Larger TUC-style unions called the public-sector strike on June 8th, which the left claimed got 75% of public sector workers out (state sources put it 16%) and saw tens of thousands of people on the streets in protest. The public sector accounts for around 2.5 million jobs in Spain. However the measure has made little impact on narrowly-passed plans to slash 5% from public sector pay, part of a 15 billion euro package of austerity measures being implemented in the next few years.
Other measures include the uncoupling of pension payments from inflation, an end to tax breaks for new parents and cuts in public investment and development aid of up to 6 billion euros. The Party is also taking the opportunity to “free up the labour market” by making it easier to hire and fire workers, a measure which would be likely to help drive a general strike outside the public sector.
Its actions, taken as Spain is threatened by international markets over its debt ratio, are widely seen as a betrayal of the electoral promises which put the Socialist Party (PSOE) and Jose Zapatero into power in 2004 on the back of widespread discontent with the right, though anarchist groups in the country have pointed to the situation as emblematic of party politicians’ inability to represent working people.

#### Dataset records:
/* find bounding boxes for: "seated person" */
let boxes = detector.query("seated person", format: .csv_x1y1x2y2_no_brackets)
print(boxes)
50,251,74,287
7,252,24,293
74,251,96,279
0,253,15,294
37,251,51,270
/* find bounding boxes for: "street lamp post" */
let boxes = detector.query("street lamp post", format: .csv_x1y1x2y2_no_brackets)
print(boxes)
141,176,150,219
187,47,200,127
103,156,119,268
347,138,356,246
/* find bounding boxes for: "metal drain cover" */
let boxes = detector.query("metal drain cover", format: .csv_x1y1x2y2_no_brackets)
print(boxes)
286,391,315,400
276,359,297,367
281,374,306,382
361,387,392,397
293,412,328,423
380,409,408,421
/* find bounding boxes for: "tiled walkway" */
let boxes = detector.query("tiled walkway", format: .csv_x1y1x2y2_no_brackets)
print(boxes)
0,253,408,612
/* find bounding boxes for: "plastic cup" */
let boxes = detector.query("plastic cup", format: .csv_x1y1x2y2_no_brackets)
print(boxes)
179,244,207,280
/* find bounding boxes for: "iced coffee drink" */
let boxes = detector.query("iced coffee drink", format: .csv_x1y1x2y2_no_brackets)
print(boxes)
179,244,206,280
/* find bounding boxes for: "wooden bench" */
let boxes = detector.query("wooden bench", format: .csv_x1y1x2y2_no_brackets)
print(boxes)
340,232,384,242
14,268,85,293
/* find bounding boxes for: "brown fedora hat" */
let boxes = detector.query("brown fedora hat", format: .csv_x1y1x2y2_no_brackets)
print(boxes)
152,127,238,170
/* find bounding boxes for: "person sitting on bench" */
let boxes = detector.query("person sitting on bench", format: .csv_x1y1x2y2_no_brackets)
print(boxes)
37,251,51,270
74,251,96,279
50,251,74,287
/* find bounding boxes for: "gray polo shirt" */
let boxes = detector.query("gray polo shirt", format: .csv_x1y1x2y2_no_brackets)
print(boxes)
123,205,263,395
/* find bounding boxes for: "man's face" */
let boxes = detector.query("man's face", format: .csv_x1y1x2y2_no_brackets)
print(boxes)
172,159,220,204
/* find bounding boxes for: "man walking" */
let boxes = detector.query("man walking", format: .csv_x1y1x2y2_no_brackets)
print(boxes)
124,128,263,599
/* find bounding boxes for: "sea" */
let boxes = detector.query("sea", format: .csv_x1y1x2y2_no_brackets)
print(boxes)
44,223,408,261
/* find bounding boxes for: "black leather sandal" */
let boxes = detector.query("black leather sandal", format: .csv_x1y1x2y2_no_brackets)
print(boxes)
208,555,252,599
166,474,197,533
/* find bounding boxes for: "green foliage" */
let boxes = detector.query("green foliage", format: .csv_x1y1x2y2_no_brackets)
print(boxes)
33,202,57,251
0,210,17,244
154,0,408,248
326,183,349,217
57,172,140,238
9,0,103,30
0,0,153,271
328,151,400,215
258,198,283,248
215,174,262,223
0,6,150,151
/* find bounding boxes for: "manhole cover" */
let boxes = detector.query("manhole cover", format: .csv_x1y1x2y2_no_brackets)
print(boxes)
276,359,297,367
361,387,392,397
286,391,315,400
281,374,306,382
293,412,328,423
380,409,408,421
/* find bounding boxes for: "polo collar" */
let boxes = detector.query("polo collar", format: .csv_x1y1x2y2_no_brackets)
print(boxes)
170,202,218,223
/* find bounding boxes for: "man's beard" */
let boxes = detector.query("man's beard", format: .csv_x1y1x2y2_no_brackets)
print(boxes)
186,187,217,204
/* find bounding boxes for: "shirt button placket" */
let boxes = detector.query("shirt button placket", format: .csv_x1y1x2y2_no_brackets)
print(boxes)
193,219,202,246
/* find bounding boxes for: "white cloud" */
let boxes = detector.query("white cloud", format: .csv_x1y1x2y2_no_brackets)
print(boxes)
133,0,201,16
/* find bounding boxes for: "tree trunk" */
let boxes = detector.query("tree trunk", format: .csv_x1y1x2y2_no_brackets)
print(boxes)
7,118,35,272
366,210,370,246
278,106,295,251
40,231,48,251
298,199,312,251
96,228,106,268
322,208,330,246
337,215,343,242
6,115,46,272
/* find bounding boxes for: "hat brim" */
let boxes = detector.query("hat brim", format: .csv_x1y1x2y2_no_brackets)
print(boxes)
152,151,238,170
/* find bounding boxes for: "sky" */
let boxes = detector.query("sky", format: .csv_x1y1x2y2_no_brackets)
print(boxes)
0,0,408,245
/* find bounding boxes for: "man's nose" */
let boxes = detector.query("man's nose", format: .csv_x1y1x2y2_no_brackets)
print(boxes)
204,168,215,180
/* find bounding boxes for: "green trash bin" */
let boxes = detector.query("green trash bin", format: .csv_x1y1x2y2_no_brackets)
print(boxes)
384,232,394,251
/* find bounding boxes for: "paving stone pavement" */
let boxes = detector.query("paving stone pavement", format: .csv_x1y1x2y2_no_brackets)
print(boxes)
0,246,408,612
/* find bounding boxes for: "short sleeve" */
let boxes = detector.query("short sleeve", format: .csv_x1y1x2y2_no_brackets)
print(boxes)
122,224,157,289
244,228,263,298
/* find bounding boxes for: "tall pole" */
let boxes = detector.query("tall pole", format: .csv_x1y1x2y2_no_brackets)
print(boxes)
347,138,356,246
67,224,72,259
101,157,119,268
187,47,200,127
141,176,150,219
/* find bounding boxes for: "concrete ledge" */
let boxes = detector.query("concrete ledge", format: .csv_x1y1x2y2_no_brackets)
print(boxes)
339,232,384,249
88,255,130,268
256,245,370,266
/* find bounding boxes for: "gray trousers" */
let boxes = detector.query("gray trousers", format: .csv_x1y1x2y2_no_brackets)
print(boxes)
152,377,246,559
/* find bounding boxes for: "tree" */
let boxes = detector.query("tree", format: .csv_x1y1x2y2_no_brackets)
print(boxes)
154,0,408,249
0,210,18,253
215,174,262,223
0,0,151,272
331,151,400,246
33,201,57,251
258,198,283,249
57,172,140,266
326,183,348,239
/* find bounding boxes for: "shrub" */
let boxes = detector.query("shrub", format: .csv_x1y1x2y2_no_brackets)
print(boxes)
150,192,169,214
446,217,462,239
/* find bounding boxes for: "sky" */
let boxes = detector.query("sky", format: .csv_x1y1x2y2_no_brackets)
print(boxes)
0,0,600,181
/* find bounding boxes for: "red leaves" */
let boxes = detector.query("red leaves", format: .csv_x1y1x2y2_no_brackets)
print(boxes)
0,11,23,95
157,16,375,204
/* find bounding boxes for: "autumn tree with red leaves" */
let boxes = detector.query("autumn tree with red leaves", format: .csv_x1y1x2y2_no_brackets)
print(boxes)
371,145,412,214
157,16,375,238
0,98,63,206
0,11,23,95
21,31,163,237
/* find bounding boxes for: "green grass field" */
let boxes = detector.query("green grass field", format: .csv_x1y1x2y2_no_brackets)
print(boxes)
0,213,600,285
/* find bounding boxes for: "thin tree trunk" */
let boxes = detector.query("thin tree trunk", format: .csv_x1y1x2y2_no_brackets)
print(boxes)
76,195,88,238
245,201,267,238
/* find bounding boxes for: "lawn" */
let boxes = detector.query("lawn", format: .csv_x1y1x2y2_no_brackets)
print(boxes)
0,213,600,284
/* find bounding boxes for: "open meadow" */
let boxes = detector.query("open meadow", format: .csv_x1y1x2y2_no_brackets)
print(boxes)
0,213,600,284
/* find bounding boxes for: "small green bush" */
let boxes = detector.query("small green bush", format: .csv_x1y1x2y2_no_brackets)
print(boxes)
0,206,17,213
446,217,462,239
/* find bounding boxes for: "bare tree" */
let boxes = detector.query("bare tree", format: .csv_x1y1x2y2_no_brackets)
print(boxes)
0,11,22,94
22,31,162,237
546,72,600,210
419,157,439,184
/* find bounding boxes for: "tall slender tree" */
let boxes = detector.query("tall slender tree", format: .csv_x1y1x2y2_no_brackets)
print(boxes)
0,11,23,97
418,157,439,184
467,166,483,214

#### Tasks:
a – Retype the section of the Spanish austerity passage above that opens with the words containing "Other measures include" and closes with "the public sector.".
b – According to the Spanish austerity passage, why are the Party's actions widely seen as a betrayal? Answer in one to three sentences.

#### Answer set:
a –
Other measures include the uncoupling of pension payments from inflation, an end to tax breaks for new parents and cuts in public investment and development aid of up to 6 billion euros. The Party is also taking the opportunity to “free up the labour market” by making it easier to hire and fire workers, a measure which would be likely to help drive a general strike outside the public sector.

b – They are seen as a betrayal of the electoral promises that put the Socialist Party (PSOE) and Jose Zapatero into power in 2004. That win came on the back of widespread discontent with the right.